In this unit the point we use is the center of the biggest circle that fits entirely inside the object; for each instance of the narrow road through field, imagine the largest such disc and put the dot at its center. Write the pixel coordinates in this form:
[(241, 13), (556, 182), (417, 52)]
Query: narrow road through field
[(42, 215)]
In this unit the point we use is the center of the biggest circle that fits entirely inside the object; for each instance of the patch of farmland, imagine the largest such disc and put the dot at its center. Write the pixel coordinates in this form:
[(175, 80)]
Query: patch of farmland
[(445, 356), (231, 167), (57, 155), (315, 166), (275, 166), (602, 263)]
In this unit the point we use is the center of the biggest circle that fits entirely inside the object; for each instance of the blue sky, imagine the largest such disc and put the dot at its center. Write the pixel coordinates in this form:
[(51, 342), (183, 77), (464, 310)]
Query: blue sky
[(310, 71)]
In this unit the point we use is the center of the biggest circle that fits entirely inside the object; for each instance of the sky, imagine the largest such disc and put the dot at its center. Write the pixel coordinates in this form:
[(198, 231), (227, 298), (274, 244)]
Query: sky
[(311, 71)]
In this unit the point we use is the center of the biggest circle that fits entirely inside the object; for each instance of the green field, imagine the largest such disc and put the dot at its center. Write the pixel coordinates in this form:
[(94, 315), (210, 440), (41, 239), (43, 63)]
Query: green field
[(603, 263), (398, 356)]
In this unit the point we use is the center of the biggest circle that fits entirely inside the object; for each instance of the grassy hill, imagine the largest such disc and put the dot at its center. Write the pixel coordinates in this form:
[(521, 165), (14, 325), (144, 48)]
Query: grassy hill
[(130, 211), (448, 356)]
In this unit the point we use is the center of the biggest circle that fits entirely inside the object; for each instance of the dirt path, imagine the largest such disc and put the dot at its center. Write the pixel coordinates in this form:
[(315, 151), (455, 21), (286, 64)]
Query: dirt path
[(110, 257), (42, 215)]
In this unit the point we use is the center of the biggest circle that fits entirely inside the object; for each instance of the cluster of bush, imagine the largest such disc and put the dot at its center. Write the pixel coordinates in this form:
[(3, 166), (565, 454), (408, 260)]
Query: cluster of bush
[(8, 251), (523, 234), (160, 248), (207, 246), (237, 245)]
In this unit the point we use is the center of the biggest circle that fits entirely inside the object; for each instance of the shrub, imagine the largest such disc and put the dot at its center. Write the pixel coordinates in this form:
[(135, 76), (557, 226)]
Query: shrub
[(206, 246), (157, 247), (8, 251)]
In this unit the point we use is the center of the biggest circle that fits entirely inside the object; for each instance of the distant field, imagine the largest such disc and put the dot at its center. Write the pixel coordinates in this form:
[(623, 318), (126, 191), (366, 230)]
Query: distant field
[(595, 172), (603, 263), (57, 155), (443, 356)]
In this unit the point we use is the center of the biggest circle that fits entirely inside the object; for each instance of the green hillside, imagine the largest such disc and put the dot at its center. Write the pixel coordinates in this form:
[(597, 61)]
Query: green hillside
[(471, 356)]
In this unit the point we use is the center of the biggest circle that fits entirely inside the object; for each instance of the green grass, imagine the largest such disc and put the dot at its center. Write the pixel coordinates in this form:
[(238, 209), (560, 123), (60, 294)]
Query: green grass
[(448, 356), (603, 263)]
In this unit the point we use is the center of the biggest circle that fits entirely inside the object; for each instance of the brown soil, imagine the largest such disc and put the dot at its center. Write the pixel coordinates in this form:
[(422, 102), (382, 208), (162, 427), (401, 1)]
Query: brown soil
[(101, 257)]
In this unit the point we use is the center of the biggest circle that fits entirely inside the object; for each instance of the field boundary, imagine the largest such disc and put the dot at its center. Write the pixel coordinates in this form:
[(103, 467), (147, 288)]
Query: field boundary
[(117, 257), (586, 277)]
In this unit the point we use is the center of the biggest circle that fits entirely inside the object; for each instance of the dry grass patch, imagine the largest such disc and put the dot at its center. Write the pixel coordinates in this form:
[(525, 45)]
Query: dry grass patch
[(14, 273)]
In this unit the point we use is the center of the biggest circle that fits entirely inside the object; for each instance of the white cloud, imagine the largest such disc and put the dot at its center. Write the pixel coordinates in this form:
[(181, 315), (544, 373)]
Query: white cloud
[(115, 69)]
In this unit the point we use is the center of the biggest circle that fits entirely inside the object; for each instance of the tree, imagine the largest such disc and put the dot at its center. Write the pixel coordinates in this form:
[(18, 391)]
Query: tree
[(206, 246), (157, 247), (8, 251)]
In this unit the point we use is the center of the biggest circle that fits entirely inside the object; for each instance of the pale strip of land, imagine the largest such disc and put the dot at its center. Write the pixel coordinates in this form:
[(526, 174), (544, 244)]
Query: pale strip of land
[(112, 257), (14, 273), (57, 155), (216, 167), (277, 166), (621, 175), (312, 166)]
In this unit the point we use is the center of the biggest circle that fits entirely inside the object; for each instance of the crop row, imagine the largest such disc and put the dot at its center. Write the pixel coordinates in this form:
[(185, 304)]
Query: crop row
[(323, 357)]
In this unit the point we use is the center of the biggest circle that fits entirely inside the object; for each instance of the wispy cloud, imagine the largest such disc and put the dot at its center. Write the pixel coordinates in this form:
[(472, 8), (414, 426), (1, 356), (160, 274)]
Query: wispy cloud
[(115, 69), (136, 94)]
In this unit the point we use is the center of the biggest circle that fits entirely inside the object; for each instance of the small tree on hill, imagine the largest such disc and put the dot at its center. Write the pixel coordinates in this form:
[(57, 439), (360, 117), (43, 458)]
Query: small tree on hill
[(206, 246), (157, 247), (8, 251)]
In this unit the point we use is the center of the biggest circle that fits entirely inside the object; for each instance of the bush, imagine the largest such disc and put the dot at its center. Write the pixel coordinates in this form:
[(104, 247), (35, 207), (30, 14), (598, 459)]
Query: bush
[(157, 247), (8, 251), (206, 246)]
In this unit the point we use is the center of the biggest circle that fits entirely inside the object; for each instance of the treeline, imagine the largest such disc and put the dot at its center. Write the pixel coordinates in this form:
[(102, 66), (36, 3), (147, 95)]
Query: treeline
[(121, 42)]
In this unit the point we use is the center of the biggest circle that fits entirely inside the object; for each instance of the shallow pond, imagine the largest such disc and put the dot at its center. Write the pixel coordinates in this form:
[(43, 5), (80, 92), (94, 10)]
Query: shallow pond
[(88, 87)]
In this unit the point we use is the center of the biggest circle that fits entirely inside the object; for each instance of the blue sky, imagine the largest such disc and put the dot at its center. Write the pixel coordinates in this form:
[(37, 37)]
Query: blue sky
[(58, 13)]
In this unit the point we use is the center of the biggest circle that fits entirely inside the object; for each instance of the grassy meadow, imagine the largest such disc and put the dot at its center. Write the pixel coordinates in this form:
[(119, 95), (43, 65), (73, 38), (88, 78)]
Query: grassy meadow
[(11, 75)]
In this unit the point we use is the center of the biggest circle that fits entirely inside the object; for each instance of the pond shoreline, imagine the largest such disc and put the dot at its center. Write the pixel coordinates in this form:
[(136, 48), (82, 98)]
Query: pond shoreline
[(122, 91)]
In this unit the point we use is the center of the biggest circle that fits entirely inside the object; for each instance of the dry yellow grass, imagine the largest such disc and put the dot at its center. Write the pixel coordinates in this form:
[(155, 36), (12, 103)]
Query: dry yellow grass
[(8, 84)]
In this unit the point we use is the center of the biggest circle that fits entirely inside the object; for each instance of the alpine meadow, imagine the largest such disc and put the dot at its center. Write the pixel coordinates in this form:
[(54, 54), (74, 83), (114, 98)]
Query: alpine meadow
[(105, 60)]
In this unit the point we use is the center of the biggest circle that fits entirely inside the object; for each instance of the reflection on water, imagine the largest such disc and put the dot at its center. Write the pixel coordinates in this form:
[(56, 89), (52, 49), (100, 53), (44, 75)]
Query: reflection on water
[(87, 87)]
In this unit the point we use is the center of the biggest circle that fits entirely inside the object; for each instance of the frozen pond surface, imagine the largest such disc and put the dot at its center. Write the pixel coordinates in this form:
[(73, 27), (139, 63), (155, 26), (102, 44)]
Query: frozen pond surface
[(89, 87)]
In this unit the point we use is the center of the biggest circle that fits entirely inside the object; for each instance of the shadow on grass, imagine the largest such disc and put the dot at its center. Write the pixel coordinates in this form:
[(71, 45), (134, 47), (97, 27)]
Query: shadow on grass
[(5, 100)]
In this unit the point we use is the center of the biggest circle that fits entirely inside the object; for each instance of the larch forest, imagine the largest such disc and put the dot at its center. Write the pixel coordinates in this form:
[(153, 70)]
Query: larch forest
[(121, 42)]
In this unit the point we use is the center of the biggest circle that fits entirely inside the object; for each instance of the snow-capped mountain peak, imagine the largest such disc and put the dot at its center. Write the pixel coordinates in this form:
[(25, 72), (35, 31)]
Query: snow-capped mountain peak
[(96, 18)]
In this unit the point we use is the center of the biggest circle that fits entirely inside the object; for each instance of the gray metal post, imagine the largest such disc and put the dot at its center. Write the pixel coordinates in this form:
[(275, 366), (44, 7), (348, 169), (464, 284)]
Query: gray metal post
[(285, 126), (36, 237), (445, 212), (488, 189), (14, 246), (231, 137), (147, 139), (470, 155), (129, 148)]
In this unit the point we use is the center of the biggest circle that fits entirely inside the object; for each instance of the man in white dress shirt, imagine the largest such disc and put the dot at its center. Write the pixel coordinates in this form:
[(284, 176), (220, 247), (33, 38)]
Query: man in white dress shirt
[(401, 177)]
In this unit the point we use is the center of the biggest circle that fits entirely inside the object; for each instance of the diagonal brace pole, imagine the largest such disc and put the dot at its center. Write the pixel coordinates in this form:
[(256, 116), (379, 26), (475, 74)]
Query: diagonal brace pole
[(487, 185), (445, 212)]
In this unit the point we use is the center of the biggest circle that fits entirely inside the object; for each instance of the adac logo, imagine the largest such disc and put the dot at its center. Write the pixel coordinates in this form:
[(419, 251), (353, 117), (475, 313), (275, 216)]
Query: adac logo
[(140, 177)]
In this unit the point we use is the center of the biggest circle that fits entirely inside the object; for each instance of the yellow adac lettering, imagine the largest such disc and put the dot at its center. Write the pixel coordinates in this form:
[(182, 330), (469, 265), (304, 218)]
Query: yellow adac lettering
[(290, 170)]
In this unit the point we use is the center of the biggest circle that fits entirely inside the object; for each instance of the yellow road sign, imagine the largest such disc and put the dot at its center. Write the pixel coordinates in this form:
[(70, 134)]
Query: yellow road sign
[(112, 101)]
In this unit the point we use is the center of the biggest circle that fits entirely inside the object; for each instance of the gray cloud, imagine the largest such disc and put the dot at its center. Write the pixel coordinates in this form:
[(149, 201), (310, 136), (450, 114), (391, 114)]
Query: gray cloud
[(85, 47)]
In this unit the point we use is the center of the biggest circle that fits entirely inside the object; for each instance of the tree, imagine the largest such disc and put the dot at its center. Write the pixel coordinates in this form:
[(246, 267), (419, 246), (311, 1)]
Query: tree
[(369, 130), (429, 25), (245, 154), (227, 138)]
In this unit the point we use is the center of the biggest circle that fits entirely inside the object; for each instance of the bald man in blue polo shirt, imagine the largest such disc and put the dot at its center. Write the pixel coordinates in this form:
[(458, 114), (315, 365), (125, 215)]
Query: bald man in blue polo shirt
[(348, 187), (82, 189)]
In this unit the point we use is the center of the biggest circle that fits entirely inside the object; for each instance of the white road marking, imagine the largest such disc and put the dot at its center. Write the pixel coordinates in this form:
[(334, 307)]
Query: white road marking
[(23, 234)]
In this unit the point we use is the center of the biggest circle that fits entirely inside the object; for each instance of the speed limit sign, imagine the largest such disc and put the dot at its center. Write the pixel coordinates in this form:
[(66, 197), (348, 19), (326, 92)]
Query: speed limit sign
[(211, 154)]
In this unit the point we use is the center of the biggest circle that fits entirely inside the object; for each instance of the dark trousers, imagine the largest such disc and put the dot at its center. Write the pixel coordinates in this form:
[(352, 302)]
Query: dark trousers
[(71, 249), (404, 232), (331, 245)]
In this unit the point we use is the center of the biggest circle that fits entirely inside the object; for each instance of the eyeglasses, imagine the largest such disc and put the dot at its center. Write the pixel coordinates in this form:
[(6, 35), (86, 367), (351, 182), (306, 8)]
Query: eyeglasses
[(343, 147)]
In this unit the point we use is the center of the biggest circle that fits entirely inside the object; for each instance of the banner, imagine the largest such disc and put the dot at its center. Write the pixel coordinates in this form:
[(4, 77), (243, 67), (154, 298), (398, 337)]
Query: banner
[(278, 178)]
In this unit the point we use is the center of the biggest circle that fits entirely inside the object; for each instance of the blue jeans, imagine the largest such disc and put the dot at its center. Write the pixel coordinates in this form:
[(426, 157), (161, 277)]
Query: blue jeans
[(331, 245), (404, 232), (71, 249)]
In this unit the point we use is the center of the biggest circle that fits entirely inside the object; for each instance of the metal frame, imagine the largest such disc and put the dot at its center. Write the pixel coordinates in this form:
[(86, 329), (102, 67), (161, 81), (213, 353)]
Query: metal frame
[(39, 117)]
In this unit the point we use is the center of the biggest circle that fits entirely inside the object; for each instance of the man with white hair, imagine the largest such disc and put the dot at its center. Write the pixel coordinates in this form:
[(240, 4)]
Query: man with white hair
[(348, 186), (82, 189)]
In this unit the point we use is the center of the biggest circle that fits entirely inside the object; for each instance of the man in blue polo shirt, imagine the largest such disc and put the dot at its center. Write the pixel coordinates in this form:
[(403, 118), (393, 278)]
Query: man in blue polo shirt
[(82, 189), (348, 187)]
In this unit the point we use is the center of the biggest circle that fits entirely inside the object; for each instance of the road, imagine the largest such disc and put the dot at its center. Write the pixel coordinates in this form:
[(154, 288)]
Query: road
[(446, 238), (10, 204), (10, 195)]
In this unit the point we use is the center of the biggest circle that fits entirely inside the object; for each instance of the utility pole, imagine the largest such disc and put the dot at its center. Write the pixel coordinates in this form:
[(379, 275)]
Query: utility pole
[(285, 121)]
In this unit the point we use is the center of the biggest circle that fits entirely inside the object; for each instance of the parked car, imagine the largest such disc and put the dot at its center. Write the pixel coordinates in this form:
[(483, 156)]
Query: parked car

→ What to do
Please give the material again from its first line through the line holding "[(130, 211), (448, 356)]", inclusive, with "pixel coordinates" swapped for "image coordinates" and everything else unchanged.

→ Answer to this task
In this unit the point we use is the center of the biggest circle that fits entirely inside the object; for each instance of the narrow road through field, imagine the largest such disc and put the dot at its center. Write the image coordinates in this form:
[(241, 13), (556, 182), (417, 52)]
Query: narrow road through field
[(42, 215)]
In this unit the point we use is the center of the biggest circle that fits entirely inside the object; for each instance of the patch of farmland, imagine the largest such disc and put the dot at its center. Write the image coordinates in this form:
[(175, 80)]
Query: patch of farmland
[(445, 356), (231, 167), (57, 155), (315, 166), (275, 166), (602, 263)]
In this unit the point we use is the center of the biggest circle that fits entirely inside the object; for each instance of the blue sky, imagine the largest such disc and put the dot at its center. Write the image coordinates in this form:
[(51, 342), (183, 77), (464, 310)]
Query: blue sky
[(310, 71)]
In this unit the point we use is the center of the biggest circle that fits entirely inside the object; for each instance of the sky, imagine the largest such disc and put the dot at its center. Write the image coordinates in this form:
[(198, 231), (227, 298), (274, 244)]
Query: sky
[(311, 71)]
In this unit the point we use is the center of the biggest circle that fits entirely inside the object; for each instance of the green field, imagine the largest such disc and put the dot at its center. Write the image coordinates in this form:
[(94, 315), (210, 440), (41, 239), (43, 63)]
Query: green field
[(603, 263), (398, 356)]
In this unit the point we use is the center of the biggest circle that fits entirely inside the object; for each instance of the grassy hill, imagine the largest such disc and put the dot at its center. Write the image coordinates in this form:
[(521, 165), (14, 325), (144, 48)]
Query: grassy hill
[(130, 211), (448, 356)]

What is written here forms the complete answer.